First Aid: Recognizing and Treating Shock
August 27, 2013 | 1 comment(s)
You arrive at the scene of a car accident. The driver of one car is sitting at the edge of the road--pale, chilled, staring glassily ahead and not answering questions of bystanders. She slowly rocks back and forth, one hand pressed to her chest. One of the would-be helpers looks up. “I think she’s in shock,” he says. What does he mean?
What is shock?
Medically, there are different types of shock, but generally when the word is used alone it refers to circulatory shock, a potentially life-threatening condition in which the organs and tissues of the body are not receiving an adequate flow of blood. This deprives them of oxygen and allows the build-up of waste products. If not treated in time, the cells begin to die. There are three stages of circulatory shock:
Stage I (compensated or non-progressive): In this stage, the heart beats faster, blood vessels constrict a little, and the kidneys work to retain fluid levels in the body. There is little or no urine output—all this to maximize blood flow to the most important systems in the body. The patient may show few symptoms, and proper treatment can completely halt any progression of the shock.
Stage II: The body’s compensation methods (described in Stage I) begin to fail. The brain experiences oxygen deprivation, causing confusion and disorientation. Lack of sufficient oxygen to the heart causes chest pain. With quick appropriate action, Stage II can still be reversed.
Stage III: A longer period of circulatory insufficiency causes permanent damage to organs and tissues, including the heart and brain, kidneys, liver, etc. Systems begin to shut down, brain cells die—and soon, so does the individual.
Which stage of shock do you think the driver in the first paragraph was in?
What are the types of shock, and how are they treated?

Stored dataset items

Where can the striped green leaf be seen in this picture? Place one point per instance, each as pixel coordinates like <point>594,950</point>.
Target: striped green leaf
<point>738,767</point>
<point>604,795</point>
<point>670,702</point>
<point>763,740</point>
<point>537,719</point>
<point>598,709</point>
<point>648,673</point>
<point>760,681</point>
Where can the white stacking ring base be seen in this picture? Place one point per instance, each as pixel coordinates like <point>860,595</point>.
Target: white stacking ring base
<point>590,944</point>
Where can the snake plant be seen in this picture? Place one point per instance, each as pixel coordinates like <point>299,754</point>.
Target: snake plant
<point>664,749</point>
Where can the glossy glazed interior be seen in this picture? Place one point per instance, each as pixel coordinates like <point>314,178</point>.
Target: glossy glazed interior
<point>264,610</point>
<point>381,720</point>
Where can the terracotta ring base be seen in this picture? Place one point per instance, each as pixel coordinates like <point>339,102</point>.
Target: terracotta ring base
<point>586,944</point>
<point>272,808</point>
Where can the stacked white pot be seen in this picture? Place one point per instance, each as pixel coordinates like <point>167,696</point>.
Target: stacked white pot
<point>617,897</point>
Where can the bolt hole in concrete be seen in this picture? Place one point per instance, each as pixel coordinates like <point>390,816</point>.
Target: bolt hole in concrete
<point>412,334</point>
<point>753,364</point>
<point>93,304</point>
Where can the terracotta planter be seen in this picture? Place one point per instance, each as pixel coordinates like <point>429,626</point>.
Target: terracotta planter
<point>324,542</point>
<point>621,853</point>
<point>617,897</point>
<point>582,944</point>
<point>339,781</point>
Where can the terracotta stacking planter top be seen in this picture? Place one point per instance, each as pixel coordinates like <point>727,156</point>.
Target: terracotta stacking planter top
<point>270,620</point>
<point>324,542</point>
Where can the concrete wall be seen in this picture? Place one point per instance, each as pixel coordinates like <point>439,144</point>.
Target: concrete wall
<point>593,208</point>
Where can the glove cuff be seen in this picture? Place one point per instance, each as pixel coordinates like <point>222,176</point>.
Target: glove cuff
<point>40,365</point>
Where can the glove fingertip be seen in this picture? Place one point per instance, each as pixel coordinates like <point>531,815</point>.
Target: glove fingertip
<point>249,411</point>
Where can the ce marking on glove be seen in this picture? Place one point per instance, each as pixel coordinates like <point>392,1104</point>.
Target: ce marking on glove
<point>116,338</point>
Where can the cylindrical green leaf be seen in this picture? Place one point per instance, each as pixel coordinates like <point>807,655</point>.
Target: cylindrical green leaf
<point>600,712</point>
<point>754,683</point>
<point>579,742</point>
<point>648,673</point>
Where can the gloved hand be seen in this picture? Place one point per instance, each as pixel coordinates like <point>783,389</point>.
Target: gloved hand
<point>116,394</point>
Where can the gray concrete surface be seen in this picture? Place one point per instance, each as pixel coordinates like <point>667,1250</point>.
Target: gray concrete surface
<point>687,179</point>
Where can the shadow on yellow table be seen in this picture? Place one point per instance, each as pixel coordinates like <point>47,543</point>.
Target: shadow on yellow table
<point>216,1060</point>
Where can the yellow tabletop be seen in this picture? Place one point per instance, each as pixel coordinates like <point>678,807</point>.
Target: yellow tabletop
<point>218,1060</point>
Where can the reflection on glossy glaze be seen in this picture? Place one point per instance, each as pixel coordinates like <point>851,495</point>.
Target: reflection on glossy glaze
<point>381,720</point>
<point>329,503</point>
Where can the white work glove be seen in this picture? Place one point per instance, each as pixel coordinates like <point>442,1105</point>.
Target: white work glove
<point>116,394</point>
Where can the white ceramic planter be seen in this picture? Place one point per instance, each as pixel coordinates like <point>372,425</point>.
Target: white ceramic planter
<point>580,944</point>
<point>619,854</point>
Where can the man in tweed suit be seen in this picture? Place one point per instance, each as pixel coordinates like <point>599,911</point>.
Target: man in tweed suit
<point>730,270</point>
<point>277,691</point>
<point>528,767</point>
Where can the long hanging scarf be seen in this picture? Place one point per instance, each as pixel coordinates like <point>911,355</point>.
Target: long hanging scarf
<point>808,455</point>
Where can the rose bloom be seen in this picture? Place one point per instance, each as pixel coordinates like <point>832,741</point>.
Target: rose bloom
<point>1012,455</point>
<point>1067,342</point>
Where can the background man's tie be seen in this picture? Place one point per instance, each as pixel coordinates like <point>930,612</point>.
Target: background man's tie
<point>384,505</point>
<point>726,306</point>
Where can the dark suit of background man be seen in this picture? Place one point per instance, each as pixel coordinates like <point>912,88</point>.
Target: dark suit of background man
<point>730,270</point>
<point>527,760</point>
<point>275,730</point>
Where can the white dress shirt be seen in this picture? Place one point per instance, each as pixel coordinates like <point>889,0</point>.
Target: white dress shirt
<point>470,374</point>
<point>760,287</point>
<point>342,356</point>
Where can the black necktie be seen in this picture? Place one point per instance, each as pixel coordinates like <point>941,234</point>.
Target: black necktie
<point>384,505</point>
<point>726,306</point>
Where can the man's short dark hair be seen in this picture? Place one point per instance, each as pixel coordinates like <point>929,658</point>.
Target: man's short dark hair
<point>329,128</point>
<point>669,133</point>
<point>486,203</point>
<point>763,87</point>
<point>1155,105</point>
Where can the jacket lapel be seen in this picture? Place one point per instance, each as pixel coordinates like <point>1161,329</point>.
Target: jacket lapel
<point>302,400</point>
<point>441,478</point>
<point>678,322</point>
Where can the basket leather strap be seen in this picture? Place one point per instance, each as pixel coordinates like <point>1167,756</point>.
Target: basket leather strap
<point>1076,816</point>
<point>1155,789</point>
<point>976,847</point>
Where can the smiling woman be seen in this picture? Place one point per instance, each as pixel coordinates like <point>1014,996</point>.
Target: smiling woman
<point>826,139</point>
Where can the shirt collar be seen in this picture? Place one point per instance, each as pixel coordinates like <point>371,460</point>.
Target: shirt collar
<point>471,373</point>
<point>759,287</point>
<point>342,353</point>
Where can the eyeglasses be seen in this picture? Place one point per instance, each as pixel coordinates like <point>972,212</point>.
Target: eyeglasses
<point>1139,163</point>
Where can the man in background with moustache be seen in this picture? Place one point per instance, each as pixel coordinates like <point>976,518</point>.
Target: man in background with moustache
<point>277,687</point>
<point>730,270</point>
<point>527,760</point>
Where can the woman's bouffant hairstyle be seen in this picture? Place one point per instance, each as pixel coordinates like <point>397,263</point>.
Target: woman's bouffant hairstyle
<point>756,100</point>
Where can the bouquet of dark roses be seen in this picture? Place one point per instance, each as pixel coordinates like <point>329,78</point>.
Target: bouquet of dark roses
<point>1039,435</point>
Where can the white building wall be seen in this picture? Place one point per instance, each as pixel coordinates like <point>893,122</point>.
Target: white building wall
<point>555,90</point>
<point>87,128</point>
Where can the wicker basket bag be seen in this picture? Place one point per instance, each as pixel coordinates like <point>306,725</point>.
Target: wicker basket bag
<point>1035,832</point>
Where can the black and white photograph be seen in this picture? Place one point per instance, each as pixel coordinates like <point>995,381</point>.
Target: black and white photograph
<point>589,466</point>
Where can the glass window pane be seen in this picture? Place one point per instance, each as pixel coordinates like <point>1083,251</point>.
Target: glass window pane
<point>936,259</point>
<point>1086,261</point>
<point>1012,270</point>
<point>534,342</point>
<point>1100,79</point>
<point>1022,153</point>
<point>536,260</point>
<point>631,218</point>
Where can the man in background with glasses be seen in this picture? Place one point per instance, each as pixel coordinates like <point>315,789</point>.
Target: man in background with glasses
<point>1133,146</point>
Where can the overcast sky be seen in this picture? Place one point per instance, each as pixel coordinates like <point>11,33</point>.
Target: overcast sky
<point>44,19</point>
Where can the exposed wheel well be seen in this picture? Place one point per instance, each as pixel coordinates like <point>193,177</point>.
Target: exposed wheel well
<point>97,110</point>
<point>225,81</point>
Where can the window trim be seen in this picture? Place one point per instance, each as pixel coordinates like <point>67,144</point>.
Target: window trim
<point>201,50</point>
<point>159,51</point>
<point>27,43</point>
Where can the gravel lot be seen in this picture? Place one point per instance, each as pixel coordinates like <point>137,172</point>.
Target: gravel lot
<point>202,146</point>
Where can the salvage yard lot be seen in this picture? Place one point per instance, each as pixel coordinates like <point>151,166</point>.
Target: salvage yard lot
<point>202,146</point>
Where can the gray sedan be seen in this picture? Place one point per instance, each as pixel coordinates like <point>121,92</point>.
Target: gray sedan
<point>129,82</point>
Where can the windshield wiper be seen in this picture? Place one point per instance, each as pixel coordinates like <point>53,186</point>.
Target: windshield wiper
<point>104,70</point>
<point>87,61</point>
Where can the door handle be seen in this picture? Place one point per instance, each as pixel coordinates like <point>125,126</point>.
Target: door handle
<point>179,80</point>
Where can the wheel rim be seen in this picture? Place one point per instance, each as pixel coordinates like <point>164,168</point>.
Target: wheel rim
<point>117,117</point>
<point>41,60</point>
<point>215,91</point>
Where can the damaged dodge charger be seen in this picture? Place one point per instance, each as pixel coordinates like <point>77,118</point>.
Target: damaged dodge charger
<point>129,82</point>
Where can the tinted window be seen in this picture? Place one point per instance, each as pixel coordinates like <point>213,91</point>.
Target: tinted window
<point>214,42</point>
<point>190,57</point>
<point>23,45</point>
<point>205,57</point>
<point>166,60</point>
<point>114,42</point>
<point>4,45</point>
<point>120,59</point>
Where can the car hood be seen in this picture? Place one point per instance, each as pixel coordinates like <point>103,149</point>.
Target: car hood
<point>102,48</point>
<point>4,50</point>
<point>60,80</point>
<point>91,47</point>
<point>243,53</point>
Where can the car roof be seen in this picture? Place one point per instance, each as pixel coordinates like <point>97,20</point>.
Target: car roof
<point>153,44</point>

Exercise A:
In the first-aid text on shock, what causes chest pain during Stage II?
Exercise B:
Carry on the first-aid text on shock from where it stops.

Written response A:
Lack of sufficient oxygen to the heart causes chest pain.

Written response B:
In addition to circulatory shock (or often along with it) there are other types of shock:
- Cardiogenic shock—heart-related, such as from a heart attack, an infection of the heart sac, a blood clot, or fluid retention caused by heart failure.
- Hypovolemic shock—related to low blood-volume from hemorrhage, internal bleeding, pancreatitis, severe dehydration, vomiting, diarrhea, uncontrolled diabetes, large areas of severely-burned skin, or extreme heat stress.
- Septic shock—caused by an overwhelming infection, usually bacterial, that weakens the heart and affects every tissue as it circulates in the bloodstream, dropping blood pressure to dangerously low levels by widening blood vessels, causing respiratory distress, liver and kidney failure, and coma. Includes toxic shock syndrome.
- Anaphylactic shock—caused by an allergic reaction to a food, drug, or venom.
- Traumatic shock—brought on by either a traumatic physical injury such as being hit by a car or a mental/emotional blow such as seeing a loved one killed. Crushing injuries also can trigger traumatic shock.
- Insulin shock—a hypoglycemic (low blood sugar) reaction to an overdose of insulin, a skipped meal, or strenuous exercise. Symptoms include tremor, dizziness, cool, moist skin, hunger, confusion, sleepiness, tachycardia (racing heart), coma, and convulsions. Some patients can recognize when their blood sugar is getting low; others cannot. Treatment: if the person can swallow, administer a little sugar with applesauce or orange juice or a bit of candy bar and/or a little high-protein food such as cheese or peanut butter with crackers. If the person can’t swallow, rub some sugar on the gums and under the tongue. If you can’t help them, get medical attention right away.
- Neurogenic shock—from damage to the nervous system such as a severed spine or a brain injury, extreme pain, or a disease that affects the nervous system.
Treatment for most types of shock includes the following:
- Quickly diagnose the stage of shock the person is in and call 911.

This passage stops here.